▸ **Excerpt to read**
Conservative economists give Maine an A grade for COVID-19 response

Apr. 12—A group of conservative economists rated Maine's COVID-19 response highly compared to most of the rest of the U.S., saying the state was able to keep pandemic deaths low while limiting economic harm.

The study, which was published this week as a National Bureau of Economic Research working paper and has not yet been peer-reviewed, gives Maine an A grade for its overall pandemic response, with only seven states receiving higher numeric scores. It is notable because two of the three authors have strong ties to former President Donald Trump and Maine stands alone as a state with a Democratic governor receiving a high grade under its methodology.

The authors grade states based on health, economic outcomes and education, evaluating each state's pandemic death rates adjust for age and other risk factors, along with unemployment rates and GDP as well as a metric aiming to represent how open schools were during the 2020-21 year as tracked by the event platform Burbio.

Since the start of the pandemic, Maine has had the fifth-lowest COVID-19 death rate, according to the New York Times, despite being the oldest state in the nation. When adjusting for age and health risk factors, the study's authors ranked Maine's health performance third best in the nation, trailing only Vermont and Hawaii.

They gave Maine more middle-of-the-road scores for economic and education response. The authors noted the state saw a less dramatic contraction in its GDP than many others and gave it average marks on unemployment, knocking it for less use of full-time in-person learning in the first pandemic school year. Many Maine schools relied on hybrid schooling during that time.

But the average of those competing metrics are still enough to make Maine under Gov. Janet Mills one of six states that received an A grade for pandemic response, the study's authors conclude. Three additional states — Vermont, Nebraska and Utah — received an A+.

▸ **Instructions**
A - Summarize the article on Maine's pandemic grade in two sentences.
B - Duplicate the passage of the article on Maine's pandemic grade from "The authors grade" up to and including "event platform Burbio.".

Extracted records
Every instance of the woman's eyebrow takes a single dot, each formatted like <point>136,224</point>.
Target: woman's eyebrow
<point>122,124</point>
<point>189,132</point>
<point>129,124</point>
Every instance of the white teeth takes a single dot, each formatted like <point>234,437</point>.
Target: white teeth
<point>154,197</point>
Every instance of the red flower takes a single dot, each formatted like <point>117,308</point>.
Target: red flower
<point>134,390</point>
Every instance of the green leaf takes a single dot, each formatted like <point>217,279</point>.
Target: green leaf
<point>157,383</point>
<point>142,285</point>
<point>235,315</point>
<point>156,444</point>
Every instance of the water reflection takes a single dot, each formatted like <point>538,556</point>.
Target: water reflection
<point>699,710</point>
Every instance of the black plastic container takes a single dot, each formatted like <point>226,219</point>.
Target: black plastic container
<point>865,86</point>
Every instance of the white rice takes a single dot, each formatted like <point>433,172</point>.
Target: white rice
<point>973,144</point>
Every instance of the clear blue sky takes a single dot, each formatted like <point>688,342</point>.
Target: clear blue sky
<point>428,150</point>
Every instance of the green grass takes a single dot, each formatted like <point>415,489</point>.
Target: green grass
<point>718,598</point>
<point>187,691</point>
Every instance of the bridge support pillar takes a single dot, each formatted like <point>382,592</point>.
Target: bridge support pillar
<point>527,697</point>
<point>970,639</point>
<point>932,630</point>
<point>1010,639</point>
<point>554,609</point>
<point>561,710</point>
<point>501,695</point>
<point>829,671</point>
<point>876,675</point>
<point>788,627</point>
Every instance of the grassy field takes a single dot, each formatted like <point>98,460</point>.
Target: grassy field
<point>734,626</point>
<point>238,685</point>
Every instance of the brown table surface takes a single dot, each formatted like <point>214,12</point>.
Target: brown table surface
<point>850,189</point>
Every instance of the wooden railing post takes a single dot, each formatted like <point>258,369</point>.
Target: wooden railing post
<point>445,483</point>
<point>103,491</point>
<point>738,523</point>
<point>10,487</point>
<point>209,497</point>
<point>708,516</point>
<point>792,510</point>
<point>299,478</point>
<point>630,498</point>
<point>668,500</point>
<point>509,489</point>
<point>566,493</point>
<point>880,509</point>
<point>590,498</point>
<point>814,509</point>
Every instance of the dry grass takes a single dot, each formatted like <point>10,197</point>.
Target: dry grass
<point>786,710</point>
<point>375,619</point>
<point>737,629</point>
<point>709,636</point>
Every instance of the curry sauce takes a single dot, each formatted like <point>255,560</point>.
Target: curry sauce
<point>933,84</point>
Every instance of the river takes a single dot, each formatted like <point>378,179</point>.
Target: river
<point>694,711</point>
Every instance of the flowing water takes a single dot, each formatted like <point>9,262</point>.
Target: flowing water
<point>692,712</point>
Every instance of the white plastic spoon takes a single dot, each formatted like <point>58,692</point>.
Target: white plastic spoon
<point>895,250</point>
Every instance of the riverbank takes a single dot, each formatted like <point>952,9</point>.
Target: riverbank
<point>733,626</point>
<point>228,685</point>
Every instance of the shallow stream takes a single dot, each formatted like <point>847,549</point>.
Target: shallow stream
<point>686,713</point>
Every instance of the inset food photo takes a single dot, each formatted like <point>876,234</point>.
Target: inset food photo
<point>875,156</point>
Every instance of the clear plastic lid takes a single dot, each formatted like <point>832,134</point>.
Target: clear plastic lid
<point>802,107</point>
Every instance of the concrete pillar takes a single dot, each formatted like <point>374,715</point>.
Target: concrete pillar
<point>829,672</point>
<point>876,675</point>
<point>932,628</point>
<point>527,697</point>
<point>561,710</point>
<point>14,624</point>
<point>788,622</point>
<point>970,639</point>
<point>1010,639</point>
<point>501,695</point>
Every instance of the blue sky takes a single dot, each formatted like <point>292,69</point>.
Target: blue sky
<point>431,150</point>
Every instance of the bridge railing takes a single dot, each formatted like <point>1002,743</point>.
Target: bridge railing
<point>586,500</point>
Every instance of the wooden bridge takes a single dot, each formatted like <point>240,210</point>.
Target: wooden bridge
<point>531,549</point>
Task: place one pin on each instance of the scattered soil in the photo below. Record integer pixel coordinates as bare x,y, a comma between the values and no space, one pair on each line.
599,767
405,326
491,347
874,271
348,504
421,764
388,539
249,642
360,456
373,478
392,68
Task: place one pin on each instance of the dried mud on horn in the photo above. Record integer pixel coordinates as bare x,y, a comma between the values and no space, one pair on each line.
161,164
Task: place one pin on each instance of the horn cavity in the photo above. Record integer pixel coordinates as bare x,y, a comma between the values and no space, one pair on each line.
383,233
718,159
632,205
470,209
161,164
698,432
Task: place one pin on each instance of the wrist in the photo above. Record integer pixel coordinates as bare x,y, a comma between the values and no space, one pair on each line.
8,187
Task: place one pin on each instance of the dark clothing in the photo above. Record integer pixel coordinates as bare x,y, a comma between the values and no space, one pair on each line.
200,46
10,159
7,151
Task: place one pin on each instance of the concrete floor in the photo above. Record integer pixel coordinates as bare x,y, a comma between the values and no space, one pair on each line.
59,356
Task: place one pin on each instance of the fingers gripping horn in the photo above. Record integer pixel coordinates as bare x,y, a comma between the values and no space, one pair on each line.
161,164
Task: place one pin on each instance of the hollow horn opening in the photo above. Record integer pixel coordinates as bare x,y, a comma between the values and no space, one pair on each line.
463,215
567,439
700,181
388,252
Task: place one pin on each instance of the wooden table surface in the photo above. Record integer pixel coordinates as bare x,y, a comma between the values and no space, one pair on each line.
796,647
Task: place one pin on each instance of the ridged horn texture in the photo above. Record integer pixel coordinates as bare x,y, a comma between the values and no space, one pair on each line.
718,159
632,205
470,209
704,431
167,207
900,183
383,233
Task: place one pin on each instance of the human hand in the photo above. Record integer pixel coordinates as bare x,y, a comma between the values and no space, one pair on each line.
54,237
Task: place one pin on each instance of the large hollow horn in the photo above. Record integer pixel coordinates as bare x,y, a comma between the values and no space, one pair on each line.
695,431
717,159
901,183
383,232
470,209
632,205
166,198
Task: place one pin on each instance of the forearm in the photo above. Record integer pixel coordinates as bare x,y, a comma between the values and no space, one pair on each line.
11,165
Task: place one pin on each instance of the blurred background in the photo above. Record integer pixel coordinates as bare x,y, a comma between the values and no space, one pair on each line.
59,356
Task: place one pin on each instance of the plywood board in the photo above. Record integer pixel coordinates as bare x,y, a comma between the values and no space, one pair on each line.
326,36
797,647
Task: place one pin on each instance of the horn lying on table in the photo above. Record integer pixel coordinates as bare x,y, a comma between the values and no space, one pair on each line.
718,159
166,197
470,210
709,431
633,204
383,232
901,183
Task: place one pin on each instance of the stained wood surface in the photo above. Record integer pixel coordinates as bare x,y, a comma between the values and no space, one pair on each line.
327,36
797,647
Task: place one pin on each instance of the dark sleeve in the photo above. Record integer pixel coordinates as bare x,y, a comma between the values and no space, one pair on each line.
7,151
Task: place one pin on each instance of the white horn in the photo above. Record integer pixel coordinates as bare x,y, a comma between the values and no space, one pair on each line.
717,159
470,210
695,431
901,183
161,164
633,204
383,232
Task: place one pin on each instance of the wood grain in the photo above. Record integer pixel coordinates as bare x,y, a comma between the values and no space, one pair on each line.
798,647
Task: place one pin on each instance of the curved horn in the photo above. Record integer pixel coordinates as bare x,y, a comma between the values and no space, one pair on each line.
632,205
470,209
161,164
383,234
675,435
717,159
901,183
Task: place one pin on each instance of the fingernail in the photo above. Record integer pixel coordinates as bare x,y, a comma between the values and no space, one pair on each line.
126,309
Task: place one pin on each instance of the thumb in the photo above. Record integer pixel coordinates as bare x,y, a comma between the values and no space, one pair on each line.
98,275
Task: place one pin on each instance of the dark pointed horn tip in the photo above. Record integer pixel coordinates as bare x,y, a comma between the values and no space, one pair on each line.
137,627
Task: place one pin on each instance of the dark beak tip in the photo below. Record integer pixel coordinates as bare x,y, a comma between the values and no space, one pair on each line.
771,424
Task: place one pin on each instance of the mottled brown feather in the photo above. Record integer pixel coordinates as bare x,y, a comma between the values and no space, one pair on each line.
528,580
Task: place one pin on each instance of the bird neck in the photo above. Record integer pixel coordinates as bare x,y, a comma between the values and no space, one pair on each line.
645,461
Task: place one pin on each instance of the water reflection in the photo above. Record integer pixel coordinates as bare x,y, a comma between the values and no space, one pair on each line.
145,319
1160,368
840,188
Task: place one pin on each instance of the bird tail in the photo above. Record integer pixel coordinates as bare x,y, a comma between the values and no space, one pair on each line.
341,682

▸ **Answer section**
A - A study by conservative economists, published as a National Bureau of Economic Research working paper and not yet peer-reviewed, gave Maine an A grade for its overall COVID-19 response, with only seven states receiving higher numeric scores. The authors ranked Maine's health performance third best in the nation but gave it more middle-of-the-road scores for its economic and education response.

B -
The authors grade states based on health, economic outcomes and education, evaluating each state's pandemic death rates adjust for age and other risk factors, along with unemployment rates and GDP as well as a metric aiming to represent how open schools were during the 2020-21 year as tracked by the event platform Burbio.